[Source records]
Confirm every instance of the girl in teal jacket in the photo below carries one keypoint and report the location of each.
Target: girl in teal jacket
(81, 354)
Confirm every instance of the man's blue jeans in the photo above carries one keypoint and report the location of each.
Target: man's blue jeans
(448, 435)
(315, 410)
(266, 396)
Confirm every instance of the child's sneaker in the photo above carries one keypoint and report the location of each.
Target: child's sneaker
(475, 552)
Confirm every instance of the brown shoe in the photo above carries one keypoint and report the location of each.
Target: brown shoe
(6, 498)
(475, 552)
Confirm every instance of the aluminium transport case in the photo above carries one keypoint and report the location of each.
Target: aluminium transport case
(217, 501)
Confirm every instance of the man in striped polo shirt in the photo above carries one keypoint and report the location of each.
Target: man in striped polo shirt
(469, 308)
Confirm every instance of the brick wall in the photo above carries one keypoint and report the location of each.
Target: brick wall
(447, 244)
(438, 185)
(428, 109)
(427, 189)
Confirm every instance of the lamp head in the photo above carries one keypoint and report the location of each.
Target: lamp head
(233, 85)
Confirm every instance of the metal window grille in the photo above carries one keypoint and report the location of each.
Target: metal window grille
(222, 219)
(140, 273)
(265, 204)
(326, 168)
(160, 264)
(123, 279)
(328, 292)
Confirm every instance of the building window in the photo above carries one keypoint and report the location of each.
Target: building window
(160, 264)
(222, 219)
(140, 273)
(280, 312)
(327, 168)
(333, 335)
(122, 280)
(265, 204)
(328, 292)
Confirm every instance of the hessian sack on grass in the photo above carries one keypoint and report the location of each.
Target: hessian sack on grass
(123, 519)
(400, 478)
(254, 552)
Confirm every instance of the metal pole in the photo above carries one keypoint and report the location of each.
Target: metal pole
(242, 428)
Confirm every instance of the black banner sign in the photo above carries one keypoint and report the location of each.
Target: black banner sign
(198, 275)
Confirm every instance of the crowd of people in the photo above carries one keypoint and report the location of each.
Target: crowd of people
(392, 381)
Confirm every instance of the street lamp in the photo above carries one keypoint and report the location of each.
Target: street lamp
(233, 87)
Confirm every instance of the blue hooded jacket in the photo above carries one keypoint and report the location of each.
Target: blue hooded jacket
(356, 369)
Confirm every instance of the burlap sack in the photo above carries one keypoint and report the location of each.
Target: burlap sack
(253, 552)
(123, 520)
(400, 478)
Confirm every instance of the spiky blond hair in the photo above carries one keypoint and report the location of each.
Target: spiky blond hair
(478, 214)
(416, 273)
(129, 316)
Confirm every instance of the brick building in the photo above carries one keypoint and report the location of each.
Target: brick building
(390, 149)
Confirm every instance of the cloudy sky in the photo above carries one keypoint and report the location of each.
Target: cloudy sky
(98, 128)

__What you are asked to do__. Update the lines of the records that start with the line containing "Confirm every instance of the crowd" and run through the end of the records by replacing "burlap sack" with "jute sack", and leave everything else unchanged. Give only those lines.

__Output of the exercise__.
Confirm every instance of the crowd of people in the photo above carries one keypoint and report the location of each.
Target: crowd of people
(392, 381)
Confirm every instance of the street lamp in the photo above carries one keypoint and report the location of each.
Target: street lamp
(233, 87)
Confirm every instance of the blue hooded jacket in the photo above carries one keypoint and report the location of each.
Target: blue hooded jacket
(356, 369)
Confirm every instance of the jute sack in the photo above carries one keypoint and report the location of each.
Target: jute sack
(253, 552)
(123, 520)
(400, 478)
Confirm every instance of the spiky blond hair in the photo above carries one keypoint and report the location of each.
Target: spiky blond hair
(478, 214)
(416, 273)
(129, 316)
Confirm every instance of the brick building in the photo above carries one keypoint and report the location of each.
Target: brick building
(390, 149)
Confirm every instance of the cloudy sky in the photo above carries one keypoint and report the location of each.
Target: cloudy sky
(98, 128)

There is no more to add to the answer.